***** SUPPLIED RECORDS *****

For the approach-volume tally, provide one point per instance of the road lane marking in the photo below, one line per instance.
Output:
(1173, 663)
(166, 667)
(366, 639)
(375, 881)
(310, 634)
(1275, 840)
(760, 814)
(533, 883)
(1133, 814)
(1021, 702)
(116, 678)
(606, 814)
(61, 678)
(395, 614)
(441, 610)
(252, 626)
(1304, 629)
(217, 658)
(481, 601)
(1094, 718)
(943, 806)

*****

◆ EXERCISE BRIEF ◆
Please reproduce the item above word for word, with no changes.

◆ SOLUTION TO THIS TASK ◆
For the approach-volume tally, provide one point per instance of the road lane marking in the photo below, one line per instance.
Output:
(1173, 663)
(166, 667)
(366, 639)
(375, 881)
(310, 634)
(1275, 840)
(760, 814)
(533, 883)
(1133, 814)
(1021, 702)
(116, 678)
(606, 814)
(61, 678)
(395, 614)
(441, 610)
(252, 626)
(1304, 629)
(217, 658)
(481, 601)
(1094, 718)
(943, 806)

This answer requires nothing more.